**Work to be completed:**
Transcribe the passage below on grouping high-risk youth in interventions word for word, starting with "In our analysis" and going on through "Van Male, 1998).".

**Text segment:**
........

In our analysis of therapist and client behavior predicting the magnitude of the iatrogenic effect, we found that observer impressions of therapist effectiveness were positively associated with growth in subsequent problem behavior (Dishion, Poulin, Hunt, and Van Male, 1998).


3.     What can we do
Based on the studies reviewed, there is reason to be cautious and to avoid aggregating young high-risk adolescents into intervention groups: Some conditions might further exacerbate the iatrogenic effect. The age of the child is certainly relevant, as younger and older children may be less affected by the processes described above. For example, a peer-training program, in which boys in third through fifth grades were trained to attend to behavioral cues of intentions, reduced the amount of aggression displayed by aggressive, unpopular boys (Hudley & Graham, 1993).
A two-year program, combining family interventions with peer training of boys identified as aggressive by their kindergarten teachers also resulted in reduced antisocial behavior and increased school success in subsequent years
(McCord, Tremblay, Vitaro, & Desmarais-Gervais, 1994; Tremblay, Pagani-Kurtz, Masse, Vitaro, & Pihl, 1995).
However, these peer-training groups were designed to include a mix of prosocial and aggressive youth, which may be the desired strategy. Feldman (1992) also found that mixing antisocial youth with prosocial youth in interventions was an effective strategy in reducing their problem behavior. Aggregation of high-risk youth, then, may be helpful in middle childhood or when groups also enforce interactions with prosocial children who do not respond with interest to talk of deviance.

........

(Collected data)

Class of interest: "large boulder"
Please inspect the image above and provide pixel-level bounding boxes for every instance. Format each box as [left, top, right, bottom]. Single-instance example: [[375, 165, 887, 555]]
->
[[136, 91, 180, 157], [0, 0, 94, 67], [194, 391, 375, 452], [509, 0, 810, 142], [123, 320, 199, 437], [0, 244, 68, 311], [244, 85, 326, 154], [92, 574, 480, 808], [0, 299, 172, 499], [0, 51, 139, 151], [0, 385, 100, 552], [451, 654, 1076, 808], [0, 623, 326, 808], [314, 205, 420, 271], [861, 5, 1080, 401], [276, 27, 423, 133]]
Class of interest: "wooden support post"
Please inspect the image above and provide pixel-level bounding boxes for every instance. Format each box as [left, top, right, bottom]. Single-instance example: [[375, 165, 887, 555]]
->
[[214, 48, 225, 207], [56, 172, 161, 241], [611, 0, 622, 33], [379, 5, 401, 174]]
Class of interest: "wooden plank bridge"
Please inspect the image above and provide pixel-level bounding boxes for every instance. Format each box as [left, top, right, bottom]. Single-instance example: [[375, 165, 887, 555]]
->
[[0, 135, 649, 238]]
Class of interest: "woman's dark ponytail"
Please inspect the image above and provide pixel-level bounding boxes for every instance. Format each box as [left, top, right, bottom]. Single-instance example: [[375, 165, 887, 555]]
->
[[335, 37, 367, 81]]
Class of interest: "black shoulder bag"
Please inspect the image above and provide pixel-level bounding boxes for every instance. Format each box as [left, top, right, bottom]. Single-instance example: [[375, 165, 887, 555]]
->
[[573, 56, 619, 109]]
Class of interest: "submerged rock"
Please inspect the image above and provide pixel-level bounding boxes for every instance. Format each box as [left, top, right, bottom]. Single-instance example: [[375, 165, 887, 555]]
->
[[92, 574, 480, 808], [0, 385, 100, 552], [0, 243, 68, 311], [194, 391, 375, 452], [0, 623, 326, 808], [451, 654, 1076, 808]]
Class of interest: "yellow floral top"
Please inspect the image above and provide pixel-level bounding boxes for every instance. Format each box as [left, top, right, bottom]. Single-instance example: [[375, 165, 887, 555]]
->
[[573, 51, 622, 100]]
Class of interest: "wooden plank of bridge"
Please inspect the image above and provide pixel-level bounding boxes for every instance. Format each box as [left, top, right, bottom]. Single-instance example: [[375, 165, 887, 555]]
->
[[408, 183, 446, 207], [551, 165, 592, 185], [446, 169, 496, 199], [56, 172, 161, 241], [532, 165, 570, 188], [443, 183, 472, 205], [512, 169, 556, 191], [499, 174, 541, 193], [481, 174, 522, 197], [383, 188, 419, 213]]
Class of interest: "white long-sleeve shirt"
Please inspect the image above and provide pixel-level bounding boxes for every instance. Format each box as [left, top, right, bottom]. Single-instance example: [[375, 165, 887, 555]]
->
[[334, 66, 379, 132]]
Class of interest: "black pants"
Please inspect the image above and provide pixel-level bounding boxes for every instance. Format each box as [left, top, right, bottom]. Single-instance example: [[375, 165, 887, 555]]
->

........

**Response:**
In our analysis of therapist and client behavior predicting the magnitude of the iatrogenic effect, we found that observer impressions of therapist effectiveness were positively associated with growth in subsequent problem behavior (Dishion, Poulin, Hunt, and Van Male, 1998).